Image outline annotation entries:
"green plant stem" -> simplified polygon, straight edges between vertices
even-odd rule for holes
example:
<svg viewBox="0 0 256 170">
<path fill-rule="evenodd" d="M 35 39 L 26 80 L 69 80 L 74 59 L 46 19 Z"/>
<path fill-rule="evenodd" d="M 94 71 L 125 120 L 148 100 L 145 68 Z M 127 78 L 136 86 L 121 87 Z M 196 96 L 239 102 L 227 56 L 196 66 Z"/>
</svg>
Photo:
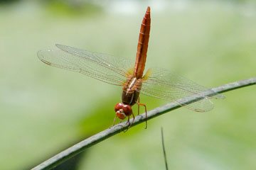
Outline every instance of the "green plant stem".
<svg viewBox="0 0 256 170">
<path fill-rule="evenodd" d="M 211 89 L 213 91 L 218 93 L 224 93 L 228 91 L 237 89 L 239 88 L 253 85 L 256 84 L 256 77 L 240 80 L 233 83 L 227 84 L 222 85 L 218 87 Z M 198 99 L 199 98 L 199 99 Z M 194 95 L 193 98 L 190 98 L 189 103 L 196 102 L 200 99 L 202 99 L 201 96 L 199 95 Z M 181 103 L 182 104 L 182 103 Z M 162 115 L 165 113 L 169 112 L 174 109 L 181 108 L 181 106 L 177 103 L 172 102 L 162 106 L 156 108 L 149 112 L 147 112 L 147 120 L 150 120 L 156 116 Z M 132 126 L 137 125 L 139 123 L 142 123 L 146 120 L 145 113 L 141 114 L 135 117 L 134 123 Z M 132 119 L 130 120 L 132 121 Z M 60 153 L 55 155 L 54 157 L 50 158 L 49 159 L 45 161 L 41 164 L 36 166 L 32 170 L 45 170 L 50 169 L 53 167 L 56 166 L 57 165 L 61 164 L 65 160 L 74 157 L 75 155 L 85 151 L 87 148 L 102 142 L 124 130 L 129 126 L 129 124 L 125 125 L 126 122 L 119 123 L 113 127 L 111 127 L 108 129 L 106 129 L 93 136 L 91 136 L 80 142 L 75 144 L 75 145 L 70 147 L 70 148 L 61 152 Z"/>
</svg>

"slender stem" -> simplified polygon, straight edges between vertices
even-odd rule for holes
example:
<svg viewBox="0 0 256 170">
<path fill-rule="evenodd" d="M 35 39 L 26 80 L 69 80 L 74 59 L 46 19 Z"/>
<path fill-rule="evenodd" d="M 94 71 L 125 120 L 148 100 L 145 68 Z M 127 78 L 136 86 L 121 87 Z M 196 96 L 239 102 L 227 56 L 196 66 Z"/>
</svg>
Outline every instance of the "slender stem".
<svg viewBox="0 0 256 170">
<path fill-rule="evenodd" d="M 167 158 L 166 158 L 166 154 L 165 152 L 164 142 L 163 127 L 161 127 L 161 141 L 162 141 L 162 146 L 163 146 L 164 163 L 165 163 L 165 165 L 166 165 L 166 169 L 168 170 Z"/>
<path fill-rule="evenodd" d="M 233 83 L 227 84 L 223 86 L 215 87 L 211 89 L 213 91 L 218 93 L 223 93 L 228 91 L 234 90 L 236 89 L 253 85 L 256 84 L 256 77 L 240 80 Z M 190 98 L 188 101 L 189 103 L 193 103 L 198 101 L 198 98 L 203 99 L 201 95 L 194 95 L 193 98 Z M 199 99 L 199 100 L 200 100 Z M 186 102 L 187 103 L 188 101 Z M 182 105 L 182 103 L 180 103 Z M 162 115 L 165 113 L 169 112 L 174 109 L 181 108 L 180 105 L 173 102 L 164 106 L 156 108 L 149 112 L 147 112 L 147 120 L 150 120 L 153 118 Z M 135 117 L 134 123 L 132 126 L 137 125 L 139 123 L 142 123 L 146 120 L 145 113 L 139 115 Z M 132 121 L 132 119 L 131 119 Z M 87 148 L 102 142 L 123 130 L 124 130 L 129 125 L 125 124 L 126 123 L 122 123 L 114 126 L 112 126 L 107 130 L 105 130 L 93 136 L 91 136 L 80 142 L 75 144 L 75 145 L 70 147 L 70 148 L 61 152 L 60 153 L 55 155 L 54 157 L 50 158 L 49 159 L 45 161 L 41 164 L 32 169 L 33 170 L 41 170 L 41 169 L 50 169 L 51 168 L 56 166 L 57 165 L 61 164 L 65 160 L 74 157 L 75 155 L 85 151 Z"/>
</svg>

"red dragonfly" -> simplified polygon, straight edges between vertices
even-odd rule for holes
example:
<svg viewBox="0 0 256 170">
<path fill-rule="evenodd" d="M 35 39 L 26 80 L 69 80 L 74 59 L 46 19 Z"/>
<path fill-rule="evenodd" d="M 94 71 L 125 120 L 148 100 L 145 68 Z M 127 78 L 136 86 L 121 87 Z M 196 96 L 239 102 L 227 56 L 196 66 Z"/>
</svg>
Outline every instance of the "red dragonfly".
<svg viewBox="0 0 256 170">
<path fill-rule="evenodd" d="M 116 116 L 123 120 L 134 118 L 132 106 L 139 103 L 139 94 L 176 102 L 181 106 L 198 112 L 205 112 L 213 108 L 209 98 L 224 98 L 222 94 L 198 85 L 185 77 L 170 71 L 154 68 L 144 74 L 150 32 L 150 7 L 146 9 L 141 26 L 135 65 L 129 59 L 115 57 L 106 54 L 90 52 L 66 45 L 58 45 L 58 50 L 41 50 L 38 52 L 39 59 L 47 64 L 77 72 L 100 81 L 122 86 L 122 103 L 115 107 Z M 180 98 L 188 100 L 191 96 L 202 92 L 210 96 L 202 96 L 202 100 L 189 105 L 181 104 Z M 139 114 L 139 113 L 138 113 Z"/>
</svg>

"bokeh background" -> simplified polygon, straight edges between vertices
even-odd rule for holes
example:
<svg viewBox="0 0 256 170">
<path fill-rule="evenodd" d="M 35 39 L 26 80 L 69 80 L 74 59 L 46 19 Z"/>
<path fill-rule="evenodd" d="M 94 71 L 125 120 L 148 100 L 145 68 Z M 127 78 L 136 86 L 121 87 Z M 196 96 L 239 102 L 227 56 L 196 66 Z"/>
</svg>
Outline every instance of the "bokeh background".
<svg viewBox="0 0 256 170">
<path fill-rule="evenodd" d="M 255 76 L 252 0 L 0 1 L 0 169 L 29 169 L 112 125 L 120 87 L 48 66 L 36 52 L 60 43 L 134 60 L 147 6 L 147 67 L 208 88 Z M 165 169 L 161 127 L 170 169 L 256 169 L 255 92 L 225 93 L 208 113 L 168 113 L 55 169 Z M 141 101 L 149 110 L 167 103 Z"/>
</svg>

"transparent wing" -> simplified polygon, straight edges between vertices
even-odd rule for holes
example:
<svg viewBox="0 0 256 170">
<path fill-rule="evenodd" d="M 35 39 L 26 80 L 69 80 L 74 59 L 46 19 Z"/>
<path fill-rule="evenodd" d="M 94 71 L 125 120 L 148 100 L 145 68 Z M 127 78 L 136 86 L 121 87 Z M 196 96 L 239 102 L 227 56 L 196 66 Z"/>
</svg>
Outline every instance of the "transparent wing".
<svg viewBox="0 0 256 170">
<path fill-rule="evenodd" d="M 38 58 L 47 64 L 77 72 L 117 86 L 123 86 L 132 74 L 132 61 L 63 45 L 61 50 L 41 50 Z"/>
<path fill-rule="evenodd" d="M 146 73 L 140 92 L 149 96 L 174 101 L 182 106 L 200 112 L 208 111 L 213 108 L 213 103 L 209 98 L 225 98 L 222 94 L 161 68 L 149 69 Z M 193 95 L 198 94 L 201 100 L 189 105 L 181 104 L 192 98 Z"/>
</svg>

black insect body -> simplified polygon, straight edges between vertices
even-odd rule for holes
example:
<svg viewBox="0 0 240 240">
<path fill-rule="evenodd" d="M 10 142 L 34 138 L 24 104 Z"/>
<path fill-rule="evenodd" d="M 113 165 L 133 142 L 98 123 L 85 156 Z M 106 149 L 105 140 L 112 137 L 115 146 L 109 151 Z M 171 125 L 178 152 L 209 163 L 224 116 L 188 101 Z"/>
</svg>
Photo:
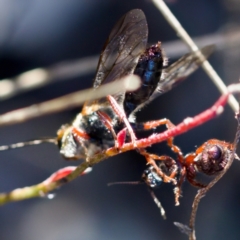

PROMPT: Reproduce everything from the line containing "black insect body" down to the end of the records, replacing "example" with "sample" and keeping all else unchanged. Omit the pictures from your answer.

THE REPLY:
black insect body -> simplified polygon, straight edges between vertices
even-odd rule for holes
sample:
<svg viewBox="0 0 240 240">
<path fill-rule="evenodd" d="M 10 142 L 34 138 L 24 104 Z"/>
<path fill-rule="evenodd" d="M 113 165 L 133 142 L 98 123 L 85 156 Z M 106 149 L 105 140 L 112 137 L 115 146 L 109 151 Z M 171 125 L 178 152 L 209 163 L 224 116 L 188 101 Z"/>
</svg>
Photo:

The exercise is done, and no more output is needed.